-- Exercise --
Please update the data below by replacing "innermost point" with "central point" wherever it occurs. Leave everything else unchanged.

Pointing records

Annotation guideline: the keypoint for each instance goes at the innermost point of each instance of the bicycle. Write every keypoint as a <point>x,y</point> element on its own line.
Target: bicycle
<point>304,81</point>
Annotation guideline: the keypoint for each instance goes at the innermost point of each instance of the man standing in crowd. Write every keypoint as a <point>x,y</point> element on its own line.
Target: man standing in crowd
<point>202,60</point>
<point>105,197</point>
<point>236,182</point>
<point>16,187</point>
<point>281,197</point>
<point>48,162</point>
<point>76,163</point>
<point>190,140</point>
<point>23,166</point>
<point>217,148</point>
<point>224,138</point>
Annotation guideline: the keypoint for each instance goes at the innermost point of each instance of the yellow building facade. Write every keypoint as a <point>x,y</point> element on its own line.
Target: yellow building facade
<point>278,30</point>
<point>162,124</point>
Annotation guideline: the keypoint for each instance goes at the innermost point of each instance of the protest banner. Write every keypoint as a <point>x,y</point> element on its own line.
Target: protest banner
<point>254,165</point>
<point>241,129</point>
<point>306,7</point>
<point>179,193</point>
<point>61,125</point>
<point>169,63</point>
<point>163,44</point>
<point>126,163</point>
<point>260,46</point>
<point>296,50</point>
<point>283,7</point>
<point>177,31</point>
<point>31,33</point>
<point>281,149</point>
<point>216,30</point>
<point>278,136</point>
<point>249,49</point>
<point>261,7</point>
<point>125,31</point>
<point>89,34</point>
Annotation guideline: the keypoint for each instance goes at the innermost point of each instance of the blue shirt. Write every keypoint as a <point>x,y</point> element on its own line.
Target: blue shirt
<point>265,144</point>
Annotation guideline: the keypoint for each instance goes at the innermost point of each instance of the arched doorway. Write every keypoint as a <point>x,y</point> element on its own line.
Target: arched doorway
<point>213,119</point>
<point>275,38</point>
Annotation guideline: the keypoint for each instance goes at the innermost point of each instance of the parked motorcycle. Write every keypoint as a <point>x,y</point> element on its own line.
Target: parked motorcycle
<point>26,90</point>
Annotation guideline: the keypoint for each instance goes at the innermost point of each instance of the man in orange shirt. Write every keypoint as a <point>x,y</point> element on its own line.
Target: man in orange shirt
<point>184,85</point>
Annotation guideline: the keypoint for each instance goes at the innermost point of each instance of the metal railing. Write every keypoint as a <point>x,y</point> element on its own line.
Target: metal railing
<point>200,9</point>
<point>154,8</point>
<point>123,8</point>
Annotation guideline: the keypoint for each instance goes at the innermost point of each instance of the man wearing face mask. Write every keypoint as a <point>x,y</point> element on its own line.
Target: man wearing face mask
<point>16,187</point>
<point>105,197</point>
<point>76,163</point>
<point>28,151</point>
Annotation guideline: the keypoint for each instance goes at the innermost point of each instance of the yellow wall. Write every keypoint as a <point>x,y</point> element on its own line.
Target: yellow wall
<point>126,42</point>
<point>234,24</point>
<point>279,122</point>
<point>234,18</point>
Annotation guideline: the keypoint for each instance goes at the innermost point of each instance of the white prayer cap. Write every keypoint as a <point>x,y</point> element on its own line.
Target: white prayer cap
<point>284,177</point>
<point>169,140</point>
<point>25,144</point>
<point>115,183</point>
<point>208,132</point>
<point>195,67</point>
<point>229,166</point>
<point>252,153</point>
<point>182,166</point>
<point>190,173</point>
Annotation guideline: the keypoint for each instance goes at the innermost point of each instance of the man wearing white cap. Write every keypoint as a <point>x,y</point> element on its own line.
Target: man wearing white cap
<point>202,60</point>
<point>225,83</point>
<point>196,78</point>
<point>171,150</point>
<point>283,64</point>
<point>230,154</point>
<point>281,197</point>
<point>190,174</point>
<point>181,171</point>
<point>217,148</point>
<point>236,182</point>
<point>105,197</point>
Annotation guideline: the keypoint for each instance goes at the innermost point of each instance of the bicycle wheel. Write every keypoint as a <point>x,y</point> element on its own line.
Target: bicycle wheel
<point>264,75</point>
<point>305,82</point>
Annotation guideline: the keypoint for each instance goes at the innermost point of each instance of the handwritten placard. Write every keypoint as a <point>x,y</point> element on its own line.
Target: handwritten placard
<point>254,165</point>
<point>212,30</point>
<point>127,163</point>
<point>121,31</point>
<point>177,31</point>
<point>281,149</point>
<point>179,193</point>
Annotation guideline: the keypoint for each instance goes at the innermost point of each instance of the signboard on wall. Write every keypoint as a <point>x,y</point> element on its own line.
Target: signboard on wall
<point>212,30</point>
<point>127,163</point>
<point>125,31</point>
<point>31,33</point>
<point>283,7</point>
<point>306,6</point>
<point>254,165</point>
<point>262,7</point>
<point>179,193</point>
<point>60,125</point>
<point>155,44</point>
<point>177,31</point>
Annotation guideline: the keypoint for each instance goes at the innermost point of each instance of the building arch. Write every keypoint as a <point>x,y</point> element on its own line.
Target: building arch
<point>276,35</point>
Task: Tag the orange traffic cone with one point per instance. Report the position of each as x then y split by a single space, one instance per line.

-- Exercise solution --
Annotation guideline: the keypoint for each instance goes at the central point of each instance of the bicycle. Write every keypoint as a <point>x,y</point> element on its own line.
Target: bicycle
<point>304,81</point>
Annotation guideline: the keypoint for each instance goes at the central point of each instance of the man standing in crowd. Write every keypoint as a <point>x,y</point> element on its own line.
Target: man standing in crowd
<point>202,60</point>
<point>105,197</point>
<point>236,182</point>
<point>16,187</point>
<point>281,197</point>
<point>48,162</point>
<point>76,163</point>
<point>190,140</point>
<point>23,166</point>
<point>217,148</point>
<point>224,138</point>
Annotation guideline: the keypoint for each instance goes at the central point of each instance of the yellow building facade. Write every keypoint as a <point>x,y</point> element on its own line.
Target: yellow building facade
<point>278,30</point>
<point>162,124</point>
Annotation guideline: the keypoint for each instance goes at the central point of each instance of the protest banner. Write every keypoint as a <point>x,y</point> element on its own line.
Target: protest banner
<point>254,165</point>
<point>241,129</point>
<point>306,7</point>
<point>179,193</point>
<point>61,125</point>
<point>169,63</point>
<point>163,44</point>
<point>126,163</point>
<point>260,46</point>
<point>296,50</point>
<point>283,7</point>
<point>177,31</point>
<point>31,33</point>
<point>281,149</point>
<point>216,30</point>
<point>278,136</point>
<point>249,49</point>
<point>261,7</point>
<point>125,31</point>
<point>89,34</point>
Annotation guideline: the keypoint for each instance goes at the central point of each instance of the blue shirt. Write every keypoint as a <point>x,y</point> element on its own line.
Target: blue shirt
<point>265,144</point>
Annotation guideline: the keypoint for each instance goes at the central point of each instance of the arched doorway. Write every keypoint as a <point>x,y</point> element on its own line.
Target: arched doorway
<point>213,119</point>
<point>275,38</point>
Annotation guideline: the keypoint for each instance goes at the central point of each instance of the parked motorcycle. Write every keypoint as a <point>x,y</point> element on its own line.
Target: parked motorcycle
<point>26,90</point>
Annotation guideline: the keypoint for each instance goes at the central point of each instance of the man in orange shirt. Write every keypoint as a <point>x,y</point> element on its own line.
Target: man in orange shirt
<point>184,85</point>
Annotation guideline: the keypoint for each instance goes at the central point of each instance of the metal railing. Write every keypoint as a <point>x,y</point> element on its own line.
Target: metal railing
<point>200,9</point>
<point>154,8</point>
<point>123,8</point>
Annotation guideline: the keypoint for each instance goes at the central point of each instance of the man wearing face mask. Write every keypoint as a <point>x,y</point> element on its own line.
Target: man wearing face mask
<point>16,187</point>
<point>105,197</point>
<point>76,163</point>
<point>28,151</point>
Annotation guideline: the keypoint for each instance goes at the central point of each instance of the yellow wall. Write every keypoint as a <point>x,y</point> element on its own line.
Target: yellow wall
<point>126,42</point>
<point>234,24</point>
<point>279,122</point>
<point>234,18</point>
Annotation guideline: the keypoint for each instance goes at the central point of each instance of the white prayer cap. Write every keypoint as a <point>x,y</point> element on its own line.
Target: white prayer cap
<point>284,177</point>
<point>169,140</point>
<point>25,144</point>
<point>115,183</point>
<point>208,132</point>
<point>195,67</point>
<point>229,166</point>
<point>252,153</point>
<point>182,166</point>
<point>190,173</point>
Annotation guideline: the keypoint for each instance goes at the central point of each instance of the man wearing white cap. Write every keypoint as a <point>x,y</point> element on its own line.
Target: man wearing white cap
<point>202,60</point>
<point>225,83</point>
<point>196,78</point>
<point>171,150</point>
<point>283,64</point>
<point>230,154</point>
<point>281,197</point>
<point>190,174</point>
<point>181,171</point>
<point>217,148</point>
<point>236,182</point>
<point>105,197</point>
Annotation guideline: the keypoint for each instance goes at the central point of each instance of the bicycle wheel. Write every keypoint as a <point>x,y</point> element on its own line.
Target: bicycle wheel
<point>264,75</point>
<point>305,82</point>
Annotation guideline: the keypoint for each instance goes at the central point of each instance of the handwritten placard. Write every keypoint as a <point>x,y</point> element on its own line.
Target: handwritten placard
<point>254,165</point>
<point>212,30</point>
<point>127,163</point>
<point>121,31</point>
<point>177,31</point>
<point>281,149</point>
<point>179,193</point>
Annotation guideline: the keypoint for each instance goes at the central point of each instance of the signboard on wall. Write every keypoint as a <point>x,y</point> element on its own line.
Target: signboard on wall
<point>212,30</point>
<point>127,163</point>
<point>125,31</point>
<point>31,33</point>
<point>283,7</point>
<point>306,6</point>
<point>254,165</point>
<point>262,7</point>
<point>179,193</point>
<point>60,125</point>
<point>155,44</point>
<point>177,31</point>
Annotation guideline: the keypoint for each instance goes at the central point of each instance of the building arch. Write every keypoint as a <point>x,y</point> element on its own line.
Target: building arch
<point>276,35</point>
Task: Tag the orange traffic cone with one point per instance. Report the position of each as x then y split by a single space, one instance per line.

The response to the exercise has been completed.